→ WHAT IS EXPECTED: Present the data below as a Markdown table with the columns "No." and "Text", giving each line its own numbered row. Skip blank lines, and leave the pictures out.

Pointing records for named objects
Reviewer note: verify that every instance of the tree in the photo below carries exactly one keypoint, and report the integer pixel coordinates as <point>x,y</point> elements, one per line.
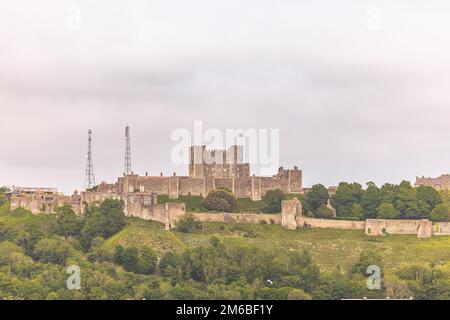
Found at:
<point>103,221</point>
<point>169,264</point>
<point>220,200</point>
<point>370,201</point>
<point>130,257</point>
<point>440,213</point>
<point>52,250</point>
<point>316,197</point>
<point>147,261</point>
<point>324,212</point>
<point>273,199</point>
<point>406,202</point>
<point>429,196</point>
<point>67,222</point>
<point>365,260</point>
<point>188,224</point>
<point>298,294</point>
<point>356,211</point>
<point>346,195</point>
<point>387,211</point>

→ EXERCISE RESPONSE:
| No. | Text |
|---|---|
| 1 | Reviewer note: verify that every instance of the tree in the photo below carries exactly one keypoint, and report the integer pixel coordinates as <point>x,y</point> elements, one per line. |
| 2 | Found at: |
| 3 | <point>103,221</point> |
| 4 | <point>169,264</point> |
| 5 | <point>220,200</point> |
| 6 | <point>370,201</point> |
| 7 | <point>130,257</point> |
| 8 | <point>440,213</point> |
| 9 | <point>52,250</point> |
| 10 | <point>316,197</point> |
| 11 | <point>147,261</point> |
| 12 | <point>324,212</point> |
| 13 | <point>273,199</point> |
| 14 | <point>406,202</point> |
| 15 | <point>429,196</point> |
| 16 | <point>67,222</point> |
| 17 | <point>365,260</point> |
| 18 | <point>188,224</point> |
| 19 | <point>298,294</point> |
| 20 | <point>356,211</point> |
| 21 | <point>346,195</point> |
| 22 | <point>387,211</point> |